EXTRACT PROVIDED =>
>>>>>

(Toys Factory [Japan], 1992)
This review is not for the squeamish. Oh sure, you’re totally down with the “experimental scene,” aren’t you? You attend basement noise shows in Ann Arbor? Spend time following Norwegian black metal bands on tour? Curate Glenn Branca tributes at your local VFW? You can stomach whatever I’ve got for you, absolutely. But here’s the thing – it’s not the music that’s the turn-off, but rather the concept.
The icky, yucky, this-can’t-possibly-be-true concept. The Chinese practiced the titular form of execution, the last public event of which took place in Beijing around 1905. Leng Tch’e roughly translates to “hundred pieces,” informally known as “death by a thousand cuts,” a process during which the victim is slowly hacked to death, but not before given opium to prolong the proceedings. If I may take a step back and offer my two cents: that’s pretty fucked up. I know history is littered with insane acts of depravity, but this is taking the whole thing a bit far. It’s a torture porn fetishist’s dream – I’m surprised no film has been made to capitalize on the concept. (Not that I’m going to research that – no thanks. I was one of those kids in the 1980s who was scared of the horror film boxes at video stores.)

<<<<<

BRIEF 1 => How many lines of the records contain the string "point", matching case exactly? Give only the number.
The review and the records have no connection to each other.

RECORDS PROVIDED =>
>>>>>

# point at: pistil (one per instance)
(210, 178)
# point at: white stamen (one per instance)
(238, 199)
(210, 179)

<<<<<

BRIEF 2 => Which phrases in the review appear inside double quotation marks? List them all.

TASK OUTPUT 1 => 2

TASK OUTPUT 2 =>
experimental scene
hundred pieces
death by a thousand cuts